══ GIVEN PASSAGE ══

How Getting Blackout Drunk Blocks New Memories From Forming

Drunk man slumped on table
Yoann JEZEQUEL Photography / Getty Images

Have you ever drank so much alcohol that you could not remember parts from the night before? Maybe you cannot remember how you got home.

Perhaps your friends tell you that you were the life of the party, dancing the night away or you woke up somewhere you wished you had not. Or, even worse, maybe you wound up in jail and you have no idea why you were arrested?

If this sounds familiar, then chances are you experienced an alcohol-induced blackout. Blackouts can last a few minutes or for several hours. They can occur in females and males, all people, young and old. Blackouts are real.

Blackouts Are Real and Affect Your Brain's Ability to Learn

Some people who have never had an alcohol-related blackout do not believe that they actually happen. They do not see how someone could carry on a detailed argument or behave outrageously and not remember a thing about it. They think blackouts are convenient excuses. But medicine and science tell us that blackouts are real.

For many years, it was believed that drinking too much alcohol was killing brain cells or the neurons in the brain that receive signals, and that was the cause of memory loss.

Now we know that too much alcohol in the body can trigger a chemical reaction in the brain that blocks the brain's ability to learn. The brain cells continue to process information and communicate with each other but are not capable of forming new memories.

The Science Behind Alcohol and Formation of Memories

A person cannot remember something that the brain did not record. Alcohol interferes with receptors in the brain that carry signals between neurons or brain cells. Alcohol affects some brain cells differently than others—it can inhibit some and later activate others—causing them to manufacture steroids that prevent memory formation.

═══

*TASKS*.
1. According to the article on alcohol blackouts, what was believed for many years to cause memory loss from drinking too much?
2. Continue the article on alcohol blackouts, beginning right after its final sentence.
The records that come next are separate from the article on alcohol blackouts.

══ DATA ══

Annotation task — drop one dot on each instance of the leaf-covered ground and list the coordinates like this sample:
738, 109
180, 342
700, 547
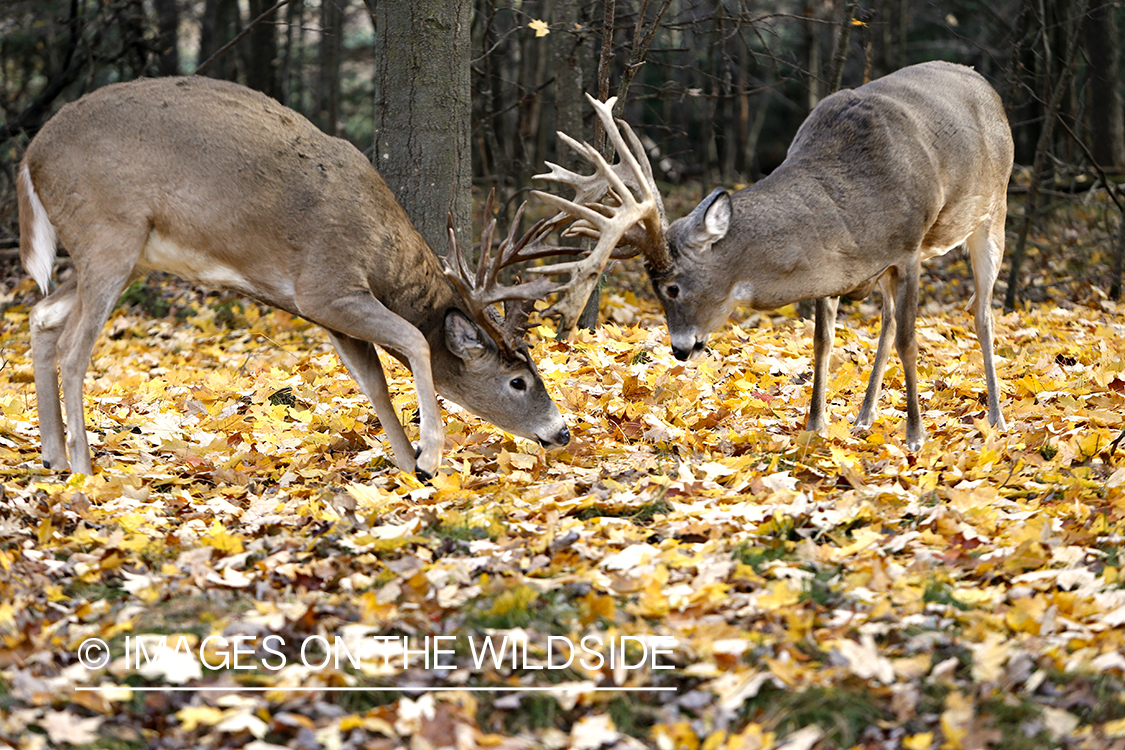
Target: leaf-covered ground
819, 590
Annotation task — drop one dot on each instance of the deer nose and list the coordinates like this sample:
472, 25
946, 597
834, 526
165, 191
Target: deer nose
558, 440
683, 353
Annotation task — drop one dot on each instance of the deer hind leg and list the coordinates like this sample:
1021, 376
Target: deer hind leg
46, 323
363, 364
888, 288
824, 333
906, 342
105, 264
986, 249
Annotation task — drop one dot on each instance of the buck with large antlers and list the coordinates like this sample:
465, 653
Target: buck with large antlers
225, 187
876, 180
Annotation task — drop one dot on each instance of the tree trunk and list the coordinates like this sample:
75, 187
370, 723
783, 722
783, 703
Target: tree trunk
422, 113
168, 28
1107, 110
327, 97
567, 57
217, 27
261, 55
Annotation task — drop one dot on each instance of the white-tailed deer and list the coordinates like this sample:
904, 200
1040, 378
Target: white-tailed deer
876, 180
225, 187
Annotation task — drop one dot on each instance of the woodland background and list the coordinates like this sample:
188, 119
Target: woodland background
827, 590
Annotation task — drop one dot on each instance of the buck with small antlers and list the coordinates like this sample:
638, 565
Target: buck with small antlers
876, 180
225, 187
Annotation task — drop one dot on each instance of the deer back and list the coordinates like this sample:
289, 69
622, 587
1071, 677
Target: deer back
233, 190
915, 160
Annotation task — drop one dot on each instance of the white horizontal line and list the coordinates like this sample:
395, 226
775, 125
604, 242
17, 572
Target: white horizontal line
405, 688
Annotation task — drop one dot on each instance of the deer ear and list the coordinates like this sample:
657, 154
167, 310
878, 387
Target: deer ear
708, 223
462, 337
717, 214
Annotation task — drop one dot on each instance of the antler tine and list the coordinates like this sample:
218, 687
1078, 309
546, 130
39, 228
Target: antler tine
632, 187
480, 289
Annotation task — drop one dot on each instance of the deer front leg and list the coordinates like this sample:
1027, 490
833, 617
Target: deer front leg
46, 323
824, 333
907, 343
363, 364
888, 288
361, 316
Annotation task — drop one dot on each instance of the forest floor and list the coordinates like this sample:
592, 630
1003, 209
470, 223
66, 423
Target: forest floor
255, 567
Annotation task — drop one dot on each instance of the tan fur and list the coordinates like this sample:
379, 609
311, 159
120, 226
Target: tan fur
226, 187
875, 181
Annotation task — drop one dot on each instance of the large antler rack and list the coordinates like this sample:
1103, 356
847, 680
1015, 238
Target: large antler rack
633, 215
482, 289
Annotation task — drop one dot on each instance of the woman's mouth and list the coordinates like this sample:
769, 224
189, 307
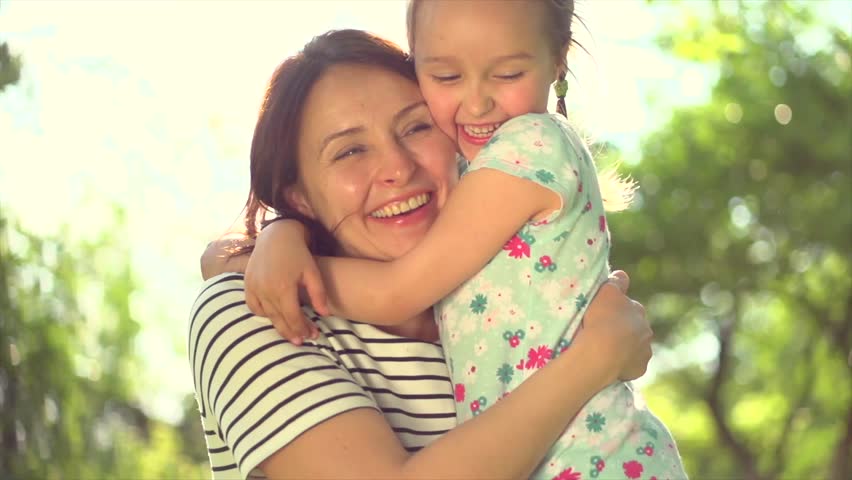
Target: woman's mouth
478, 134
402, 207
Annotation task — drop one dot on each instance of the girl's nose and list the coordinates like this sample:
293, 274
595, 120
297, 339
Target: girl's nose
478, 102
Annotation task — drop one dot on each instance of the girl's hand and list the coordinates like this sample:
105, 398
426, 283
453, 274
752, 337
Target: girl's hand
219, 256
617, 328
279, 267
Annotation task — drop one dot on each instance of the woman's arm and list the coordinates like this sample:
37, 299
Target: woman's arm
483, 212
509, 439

═══

*ANSWERS TO THE EXERCISES*.
1. It was believed that too much alcohol killed brain cells, the neurons in the brain that receive signals.

2.
The steroids produced by the alcohol-affected brain cells can reduce the strength of the brain's connections between brain cells which is critical for learning and memory. The steroids interfere with synaptic plasticity or the brain's communication system of passing signals between cells. This communication system is a necessary component of memory formation.

Drugs Can Also Cause Blackouts

It takes a lot of alcohol to cause a blackout. Research shows that a moderate amount of alcohol does not affect the brain. However, combining alcohol with other drugs is much more likely to cause blackouts than alcohol alone or drugs alone.

Blackouts Signal a Drinking Problem

Blackout drinking is also considered a symptom of an alcohol problem. If you frequently drink to the point that you do not remember events from the night before, you may want to take an online quiz to see if your drinking has reached the level of alcohol abuse or alcohol dependence.

If you find that you have developed a drinking problem, you may want to get help in cutting down or quitting altogether.